Text extract:

>> Begin

UPDATE [Core].[User] SET [LastUsed] = GETUTCDATE() WHERE Id = '<uid>'
Where User
has about 30,000 rows over about 10 columns (one of which is an Xml column). Id
is the clustered primary key. Table is regularly written to and read from. Usually takes 10~20ms, peaks at 26s. Profiler records it as taking 0 CPU, 15-36 Reads, 0-1 Writes.
INSERT INTO [Log].[Session] (ASPSessionId, Start, ClientAddress, ClientSoftware, ProxyAddress, ProxySoftware)
VALUES(<number>, GETUTCDATE(), '<ipv4address>', '<User agent string>', '<ipv4address>', '<proxy software name (if present)>')
Where Session
has about 1,000,000 rows in it over about 8 columns. Has a surrogate primary key (identity), and an index on ASPSessionId
. Table is regularly written to, but rarely read from (only by us directly from SSMS). Usually takes 15~150ms, peaks at 5s. I don't have the profile record for it at hand, but from memory, CPU is around 0, Reads and writes were between 0 and 100 each.
The setup we're using is a mirrored setup with a Dell 2950 as the principle (2 4-core xeon 2.6, 16Gb RAM), and a Dell 6850 as the mirror (4 HT Xeon 3.2, 8Gb RAM). Both running SQL 2005 SP4 64-bit. The database in question is not particularly large, around 16Gb in size. The primary has 6 SAS disks divided into 3 RAID-1 volumes; one for System + Page + TempDB, one for the database's MDF, and one for the transaction log + hourly log backup + daily DB backup. I know the log situation is far from the best - in terms of disk IO (see below), and data security.
So far, we think we've eliminated:
- The mirror. We separated the servers, and ran using one of them (and then switched to the other), but the performance issues remained.
- Blocking due to locks(*).
TimeZoneRule
is never written to and, by my reckoning, should never have an exclusive lock on it. Additionally, we've checked through the traces and on many occasions the "problem query" is the only one running - the only other activity is other connections disconnecting - Poor indexing. With the low figures for Reads and CPU, it would suggest that SQL Server is using indexes effectively.
- Disk IO. PerfMon indicates some odd figures for the data file drive (but only that drive) - whilst data read/ write rates rarely seem to exceed 32KB/s, the Current Disk Queue Length spikes to around 215 for durations of 2-5 seconds at approximately 45-60minute intervals with no fixed pattern. However, these do not correlate with times of poor query performance. The disk queue lengths for the other two drives [system + page + tempdb] and [log + backups] never exceeds 3.
(*) We've tried getting profiler to capture events related to lock acquisition, but the trace bloats to unreadable proportions and, worse, the web application grinds to a halt.
Not being DBAs, we're rapidly running out of ideas. Can anyone think of anything I should consider looking at next or anything I've stupidly missed?
Few things that maybe unhelpful or could be useful;
If this is happening to stored procedures, it could be parameter sniffing -> http://omnibuzz-sql.blogspot.com/2006/11/parameter-sniffing-stored-procedures.html
Are you using ASP for the web application? We had an issue that was similar but related to ASP + IIS and SQL using stored procedures. I seem to remember it being semaphore timeouts that would cause this. It'd take almost 30+ seconds to run a query but then everything was fine for a while. I can't find my info on it but I seem to remember it being related to IIS timeouts, this was on the IIS side.

>> End

Written request 1: Show each line of the entries below that contains the word "nose".
Written request 2: Carry on the forum thread about slow SQL Server queries from the point where it stops.

Input material:
>> Begin

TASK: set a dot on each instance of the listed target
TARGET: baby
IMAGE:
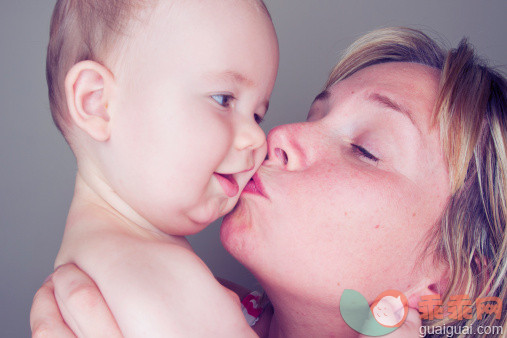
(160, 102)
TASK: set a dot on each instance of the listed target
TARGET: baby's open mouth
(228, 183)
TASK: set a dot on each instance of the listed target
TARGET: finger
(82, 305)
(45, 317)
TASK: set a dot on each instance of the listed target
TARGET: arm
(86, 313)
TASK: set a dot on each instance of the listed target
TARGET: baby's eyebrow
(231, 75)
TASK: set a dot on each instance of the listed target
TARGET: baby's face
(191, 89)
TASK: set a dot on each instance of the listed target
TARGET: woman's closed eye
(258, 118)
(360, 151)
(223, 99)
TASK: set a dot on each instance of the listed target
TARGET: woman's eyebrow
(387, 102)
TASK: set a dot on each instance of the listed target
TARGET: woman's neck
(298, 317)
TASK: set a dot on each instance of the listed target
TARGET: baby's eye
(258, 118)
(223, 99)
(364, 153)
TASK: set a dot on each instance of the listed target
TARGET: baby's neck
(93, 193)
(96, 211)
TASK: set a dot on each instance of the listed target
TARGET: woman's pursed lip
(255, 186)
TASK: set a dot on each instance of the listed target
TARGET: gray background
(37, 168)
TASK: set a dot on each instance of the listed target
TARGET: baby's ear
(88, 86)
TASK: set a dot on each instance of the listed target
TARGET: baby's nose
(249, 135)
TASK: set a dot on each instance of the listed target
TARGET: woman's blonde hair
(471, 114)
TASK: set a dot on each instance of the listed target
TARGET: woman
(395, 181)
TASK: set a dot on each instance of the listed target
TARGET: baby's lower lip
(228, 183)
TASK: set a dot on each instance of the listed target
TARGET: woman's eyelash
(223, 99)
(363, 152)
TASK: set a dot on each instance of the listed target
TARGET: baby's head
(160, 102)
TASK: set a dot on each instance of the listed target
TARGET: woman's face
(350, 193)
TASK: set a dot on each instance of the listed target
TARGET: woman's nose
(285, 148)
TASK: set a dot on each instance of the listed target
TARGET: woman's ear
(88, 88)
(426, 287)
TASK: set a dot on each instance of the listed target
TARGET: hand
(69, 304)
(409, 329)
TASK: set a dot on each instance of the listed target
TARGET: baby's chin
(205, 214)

>> End
>> Begin

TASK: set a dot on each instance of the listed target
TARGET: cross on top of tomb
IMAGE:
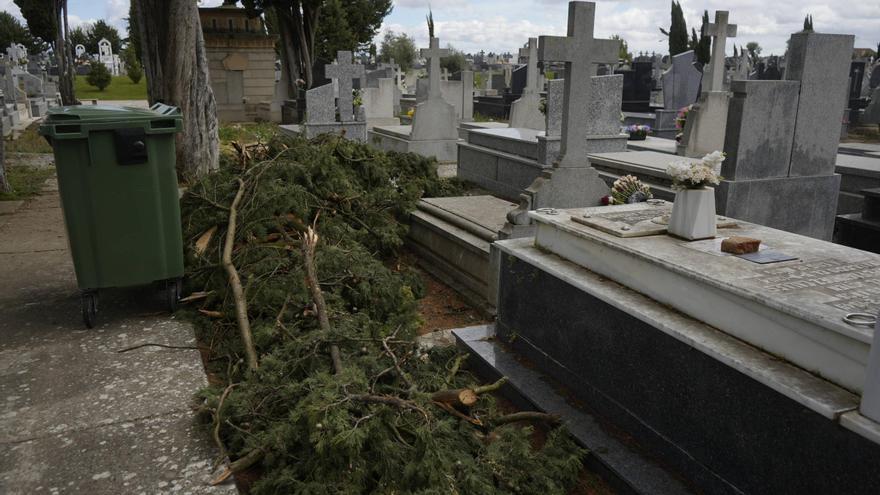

>> End
>> Begin

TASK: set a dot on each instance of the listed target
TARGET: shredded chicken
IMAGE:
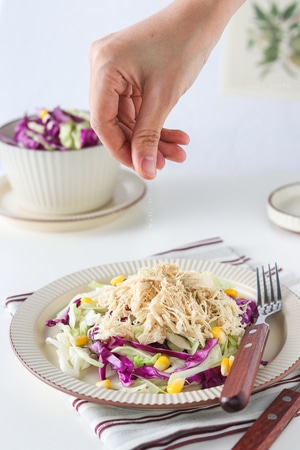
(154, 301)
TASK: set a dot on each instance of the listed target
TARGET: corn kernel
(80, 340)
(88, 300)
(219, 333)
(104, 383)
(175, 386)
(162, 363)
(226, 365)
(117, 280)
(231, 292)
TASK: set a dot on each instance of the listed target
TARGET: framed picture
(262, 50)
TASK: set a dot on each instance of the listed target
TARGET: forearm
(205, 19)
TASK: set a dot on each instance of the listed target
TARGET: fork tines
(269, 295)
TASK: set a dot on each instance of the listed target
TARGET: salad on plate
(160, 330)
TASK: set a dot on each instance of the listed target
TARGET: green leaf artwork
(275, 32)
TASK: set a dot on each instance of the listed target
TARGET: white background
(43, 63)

>> End

Task output 1:
TARGET: baby's nose
TARGET: woman's nose

Task output 2:
This tool might be helpful too -> http://blog.brianhartsock.com/2008/12/16/quick-and-dirty-sql-server-slow-query-log/
As you are running SQL 2005 you can take your SQL Profiler data and compare it against the Perfmon data to see if you can see a correlation. This is done by saving your trace data and perfmon data to files using the normal techniques. Then open the SQL Profiler trace within profiler, and then one of the options in the file menu will be Import Performance Data. This will let you select a query and see what the counters were doing at that time (or close to it depending on your perfmon collection interval).
Disk queue spikes are never good. Especially that high. What's the IO that you are pushing to the disk when the queue gets that high? Basically you don't want a disk queue any higher than (2*n) where n in the number of disks in the array. Since you are using a 2 disk RAID 1 n=1 in your case (since you only get the speed of a single disk).
In perfmon there's a counter which is the seconds per read and seconds per write. What do these counters look like when the queries start taking a long time to run. What about normally? (Anything over .02 seconds is bad.) What's the estimated page life expectancy? (Anything under 300 seconds is usually bad, but this can vary.) What's the SQL Server cache hit ratio? (Anything below ~97% is usually bad. I like mine above 99.9%.)
Are you seeing database and/or log growth events? Such events would show up in ERRORLOG and in the performance counters.
Couple of things to try, the most useful is the Display Estimated Execution Plan, and the Include Actual Execution Plan in the SMSS.
If you tick those Include Actual Execution Plan button before running the query, after the query is executed it will show you where the costs of the query were. Based on the costs, it's usually pretty easy to find out where it went wrong. If it's a SORT then it's a bad index. If it's building a hash table then that's bad index/bad join, there's all sorts of things that can go wrong that you might not even know happen during a simple SELECT * query.
The 2nd thing to try is to run the SQL Query Profiler (Highlight the query, right-click, Trace Query in SQL profiler). It will also find inefficiencies that can be eliminated.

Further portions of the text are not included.